━━ Input

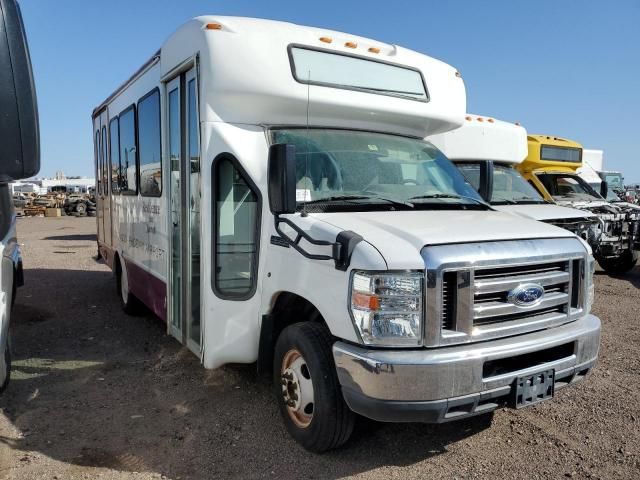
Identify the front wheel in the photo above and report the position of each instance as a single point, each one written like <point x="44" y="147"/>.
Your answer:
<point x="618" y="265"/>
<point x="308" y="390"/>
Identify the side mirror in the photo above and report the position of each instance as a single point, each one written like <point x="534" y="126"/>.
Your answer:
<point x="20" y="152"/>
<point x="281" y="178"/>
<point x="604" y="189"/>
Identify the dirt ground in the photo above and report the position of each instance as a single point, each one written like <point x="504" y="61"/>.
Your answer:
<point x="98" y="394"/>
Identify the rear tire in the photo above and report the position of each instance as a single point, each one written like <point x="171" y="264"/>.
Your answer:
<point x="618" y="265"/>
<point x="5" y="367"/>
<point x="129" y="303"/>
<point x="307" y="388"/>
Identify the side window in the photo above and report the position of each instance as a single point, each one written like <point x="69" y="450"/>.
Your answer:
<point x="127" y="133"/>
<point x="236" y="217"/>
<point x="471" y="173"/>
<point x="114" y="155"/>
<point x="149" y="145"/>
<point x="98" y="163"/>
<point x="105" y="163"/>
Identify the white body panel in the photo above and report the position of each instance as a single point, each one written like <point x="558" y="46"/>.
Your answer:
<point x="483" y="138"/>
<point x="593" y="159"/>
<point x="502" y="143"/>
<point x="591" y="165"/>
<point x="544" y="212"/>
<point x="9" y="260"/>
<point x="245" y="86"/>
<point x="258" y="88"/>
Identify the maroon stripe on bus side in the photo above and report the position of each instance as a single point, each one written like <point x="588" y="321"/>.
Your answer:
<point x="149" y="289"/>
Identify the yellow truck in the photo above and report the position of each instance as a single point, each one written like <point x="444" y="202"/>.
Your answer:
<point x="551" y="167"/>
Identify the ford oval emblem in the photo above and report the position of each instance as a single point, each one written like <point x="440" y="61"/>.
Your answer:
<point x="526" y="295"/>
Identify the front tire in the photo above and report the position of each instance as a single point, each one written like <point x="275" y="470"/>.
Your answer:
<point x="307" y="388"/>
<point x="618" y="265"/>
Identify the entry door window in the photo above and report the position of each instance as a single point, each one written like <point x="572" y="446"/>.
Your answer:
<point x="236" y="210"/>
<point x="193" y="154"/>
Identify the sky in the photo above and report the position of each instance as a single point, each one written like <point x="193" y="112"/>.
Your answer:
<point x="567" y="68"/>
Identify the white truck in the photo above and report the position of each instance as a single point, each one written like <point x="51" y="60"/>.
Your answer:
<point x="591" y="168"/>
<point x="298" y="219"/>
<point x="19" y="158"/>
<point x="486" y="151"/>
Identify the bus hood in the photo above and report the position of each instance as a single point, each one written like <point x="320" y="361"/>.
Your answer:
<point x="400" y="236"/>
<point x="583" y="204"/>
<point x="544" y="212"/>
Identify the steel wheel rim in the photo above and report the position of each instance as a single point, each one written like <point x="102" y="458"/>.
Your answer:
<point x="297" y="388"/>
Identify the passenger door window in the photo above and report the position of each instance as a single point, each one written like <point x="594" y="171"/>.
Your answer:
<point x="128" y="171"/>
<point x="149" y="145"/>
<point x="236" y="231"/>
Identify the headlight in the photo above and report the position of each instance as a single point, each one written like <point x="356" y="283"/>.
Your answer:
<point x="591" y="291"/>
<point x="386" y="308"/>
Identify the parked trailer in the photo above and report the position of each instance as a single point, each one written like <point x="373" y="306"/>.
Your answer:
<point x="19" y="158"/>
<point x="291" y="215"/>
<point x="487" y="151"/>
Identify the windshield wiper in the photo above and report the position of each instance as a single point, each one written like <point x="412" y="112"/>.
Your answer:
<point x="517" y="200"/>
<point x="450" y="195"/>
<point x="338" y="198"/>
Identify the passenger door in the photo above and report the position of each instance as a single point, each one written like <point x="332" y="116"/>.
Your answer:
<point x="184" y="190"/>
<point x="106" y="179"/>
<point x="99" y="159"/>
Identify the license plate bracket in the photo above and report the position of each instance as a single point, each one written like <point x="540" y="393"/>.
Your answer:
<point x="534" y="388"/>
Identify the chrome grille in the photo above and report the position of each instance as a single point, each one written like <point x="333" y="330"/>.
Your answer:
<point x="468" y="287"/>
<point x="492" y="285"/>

━━━━

Copy the material shown above in full and exactly. Skip the pictures.

_Worked solution:_
Identify the front wheel in the photo above and report the position of each instance as a single point, each one written like <point x="44" y="147"/>.
Your answer:
<point x="618" y="265"/>
<point x="308" y="390"/>
Identify the side mirror in the photo above and report the position of each instance as a single point, each one written like <point x="534" y="126"/>.
Your answer:
<point x="20" y="152"/>
<point x="281" y="178"/>
<point x="604" y="189"/>
Identify the dirt ground in the photo above and report the position of each instance as a single point, each one written like <point x="504" y="61"/>.
Your answer:
<point x="98" y="394"/>
Identify the rear tire in the photo above and report the position of each instance as a single point, each one written like <point x="171" y="264"/>.
Your answer:
<point x="618" y="265"/>
<point x="5" y="367"/>
<point x="129" y="303"/>
<point x="307" y="388"/>
Identify the side window in the photo above and report the position of each instance as a single point, each one written like <point x="69" y="450"/>.
Your answer:
<point x="127" y="133"/>
<point x="236" y="217"/>
<point x="471" y="173"/>
<point x="114" y="155"/>
<point x="149" y="145"/>
<point x="98" y="163"/>
<point x="105" y="163"/>
Identify the white body panel in the photo above and report the position of each instance as a single point, each one written like <point x="558" y="46"/>.
Your answer:
<point x="483" y="138"/>
<point x="593" y="159"/>
<point x="502" y="143"/>
<point x="591" y="165"/>
<point x="544" y="212"/>
<point x="9" y="260"/>
<point x="245" y="86"/>
<point x="258" y="88"/>
Identify the maroon stripe on bus side in the photo above and report the position of each instance as a single point, each one written like <point x="588" y="321"/>.
Your answer:
<point x="149" y="289"/>
Identify the yellow truck in the photo above and report the position of each instance as a single point, each one written like <point x="444" y="202"/>.
Your answer:
<point x="551" y="167"/>
Identify the ford oval emblem in the photo above and report the position of each instance as a single point, each one written like <point x="440" y="61"/>.
Your answer:
<point x="526" y="295"/>
Identify the front tire in the photo above and report the position of each instance as a single point, each one written like <point x="275" y="470"/>.
Your answer:
<point x="307" y="388"/>
<point x="618" y="265"/>
Identify the entry door window in the photo above and report the position of each instance as a single point, each one written like <point x="572" y="446"/>.
Your answer:
<point x="236" y="210"/>
<point x="193" y="154"/>
Identify the sky in the photo above and report the position of each instance as a single point, each one written like <point x="193" y="112"/>.
Your answer:
<point x="567" y="68"/>
Identify the white truck in the photo above and report the position of each instance as a single point, each one written like <point x="51" y="60"/>.
Your answer:
<point x="591" y="168"/>
<point x="298" y="219"/>
<point x="19" y="158"/>
<point x="486" y="151"/>
Identify the bus hood in the photo above and report the position of each instance as a single point, each one written like <point x="320" y="361"/>.
Your answer:
<point x="400" y="236"/>
<point x="583" y="204"/>
<point x="544" y="212"/>
Identify the steel wheel rim in the photo above and report the position of each instance as a single point, each one written like <point x="102" y="458"/>.
Your answer:
<point x="297" y="388"/>
Identify the passenger door window in the photo above and report the position of each instance as a single point, each one written like <point x="594" y="171"/>.
Your answer:
<point x="128" y="171"/>
<point x="149" y="145"/>
<point x="236" y="231"/>
Identify the headlight in the photo above and report the position of each instance as a single point, each one written like <point x="356" y="283"/>.
Your answer:
<point x="591" y="291"/>
<point x="386" y="308"/>
Identify the parked trailer in the photo above and report the position of each instance as a single point, each one written like <point x="373" y="306"/>.
Your answer:
<point x="19" y="158"/>
<point x="291" y="215"/>
<point x="487" y="151"/>
Identify the windshield wiper in the photo above and report the position of each instance as a single point, each one written like <point x="412" y="112"/>.
Your answer:
<point x="517" y="200"/>
<point x="450" y="195"/>
<point x="338" y="198"/>
Identify the passenger door in the photo above and report the position of each instance as a single point, each one written like <point x="332" y="116"/>.
Your answer:
<point x="184" y="190"/>
<point x="106" y="179"/>
<point x="99" y="159"/>
Identify the license plate bracket in the photo above and report the position of each instance as a single point, each one written like <point x="540" y="393"/>.
Your answer:
<point x="534" y="388"/>
Identify the chrome grille in the photo above and report the position of each instance as a single point, each one written like <point x="333" y="330"/>.
Your answer:
<point x="468" y="287"/>
<point x="492" y="285"/>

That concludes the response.